[Outline labeling rows]

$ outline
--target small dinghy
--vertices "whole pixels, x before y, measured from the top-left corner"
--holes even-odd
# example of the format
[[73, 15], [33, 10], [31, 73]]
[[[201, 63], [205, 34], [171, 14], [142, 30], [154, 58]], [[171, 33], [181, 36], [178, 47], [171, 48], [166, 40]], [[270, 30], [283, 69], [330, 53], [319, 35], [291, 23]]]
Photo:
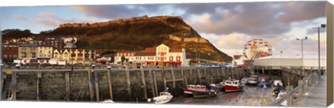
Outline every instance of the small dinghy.
[[225, 92], [239, 91], [245, 87], [245, 84], [239, 80], [225, 80], [224, 83]]
[[257, 75], [250, 75], [247, 80], [247, 83], [250, 84], [255, 84], [259, 83], [260, 80]]
[[155, 104], [164, 104], [172, 100], [173, 96], [168, 92], [160, 92], [160, 96], [148, 99], [148, 102], [153, 102]]

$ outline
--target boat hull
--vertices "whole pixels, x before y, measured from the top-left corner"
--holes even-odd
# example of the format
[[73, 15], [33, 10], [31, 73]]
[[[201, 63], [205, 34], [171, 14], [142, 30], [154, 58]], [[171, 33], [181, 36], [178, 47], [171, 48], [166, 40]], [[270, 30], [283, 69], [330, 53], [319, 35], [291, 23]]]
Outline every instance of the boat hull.
[[259, 83], [259, 82], [255, 81], [255, 80], [248, 80], [247, 83], [250, 84], [256, 84]]
[[264, 85], [269, 86], [269, 85], [270, 85], [270, 82], [261, 82], [259, 83], [259, 85], [260, 85], [260, 86], [264, 86]]
[[193, 91], [193, 98], [206, 98], [206, 97], [214, 97], [216, 96], [218, 92], [217, 91]]
[[224, 87], [225, 92], [240, 91], [244, 89], [244, 86], [232, 87], [226, 85]]
[[184, 95], [186, 96], [193, 96], [193, 91], [190, 89], [184, 89], [183, 90]]
[[[173, 97], [172, 97], [173, 98]], [[167, 103], [169, 101], [170, 101], [170, 100], [172, 100], [172, 98], [166, 98], [166, 99], [164, 99], [164, 100], [155, 100], [154, 103], [155, 104], [164, 104], [164, 103]]]

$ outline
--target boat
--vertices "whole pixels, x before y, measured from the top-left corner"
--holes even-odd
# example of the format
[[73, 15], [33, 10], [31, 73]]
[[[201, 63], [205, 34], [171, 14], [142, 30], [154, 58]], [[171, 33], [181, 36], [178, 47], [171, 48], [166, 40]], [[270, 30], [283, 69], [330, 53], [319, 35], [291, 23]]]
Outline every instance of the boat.
[[255, 84], [259, 83], [259, 77], [257, 75], [250, 75], [247, 80], [247, 83], [250, 84]]
[[217, 91], [215, 90], [206, 90], [205, 91], [193, 90], [193, 98], [205, 98], [217, 96]]
[[239, 80], [225, 80], [224, 83], [225, 92], [239, 91], [245, 87], [245, 84], [242, 84]]
[[271, 91], [271, 95], [273, 96], [278, 96], [278, 93], [280, 92], [280, 91], [285, 91], [285, 88], [284, 88], [284, 87], [283, 86], [280, 86], [279, 85], [278, 87], [277, 87], [276, 88], [275, 88], [275, 89], [273, 89], [272, 91]]
[[173, 96], [168, 92], [160, 92], [159, 96], [148, 99], [148, 102], [153, 102], [155, 104], [164, 104], [172, 100]]
[[274, 80], [273, 81], [273, 84], [274, 87], [278, 87], [279, 84], [283, 85], [283, 82], [282, 82], [281, 80]]
[[218, 84], [210, 84], [210, 88], [212, 90], [215, 90], [216, 91], [223, 91], [224, 89], [224, 86], [223, 85], [223, 83], [218, 83]]
[[109, 99], [109, 100], [105, 100], [101, 102], [107, 102], [107, 103], [114, 103], [115, 102], [113, 102], [112, 100], [111, 99]]
[[[200, 87], [204, 87], [204, 88]], [[201, 91], [206, 91], [205, 86], [204, 85], [189, 84], [186, 89], [183, 89], [183, 93], [184, 96], [193, 96], [193, 91], [192, 91], [193, 90]]]
[[270, 82], [267, 78], [260, 78], [260, 83], [258, 84], [260, 86], [269, 86]]
[[242, 83], [242, 84], [247, 84], [247, 82], [248, 82], [248, 78], [242, 78], [242, 79], [241, 79], [241, 83]]
[[184, 95], [192, 96], [193, 98], [212, 97], [217, 95], [216, 90], [207, 90], [205, 85], [189, 84], [184, 89]]
[[[277, 95], [277, 97], [275, 100], [278, 100], [281, 98], [283, 98], [287, 94], [286, 91], [280, 91], [280, 93]], [[283, 102], [280, 104], [282, 106], [287, 106], [287, 100], [284, 100]]]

- [SHORT TASK] Starting at the beginning of the rows and ending at the line that contains "102], [153, 102]]", rewrite those lines with every "dinghy" switched to "rowboat" and everything else kept the same. Leave the pictures out of your answer.

- [TASK ANSWER]
$ outline
--target small rowboat
--vertices "whole pixels, x before y, measured from the top-left corner"
--holes even-odd
# example of the format
[[73, 15], [33, 10], [31, 73]]
[[[201, 63], [205, 34], [171, 14], [142, 30], [154, 58]], [[171, 33], [181, 36], [178, 47], [171, 48], [166, 40]], [[270, 30], [283, 69], [330, 53], [319, 35], [291, 23]]]
Photo:
Outline every instance of the small rowboat.
[[225, 92], [239, 91], [245, 87], [245, 84], [239, 80], [225, 80], [224, 83]]
[[257, 75], [250, 75], [247, 80], [247, 83], [250, 84], [255, 84], [259, 83], [260, 80]]
[[155, 104], [164, 104], [172, 100], [173, 96], [168, 92], [160, 92], [160, 96], [148, 99], [148, 102], [153, 102]]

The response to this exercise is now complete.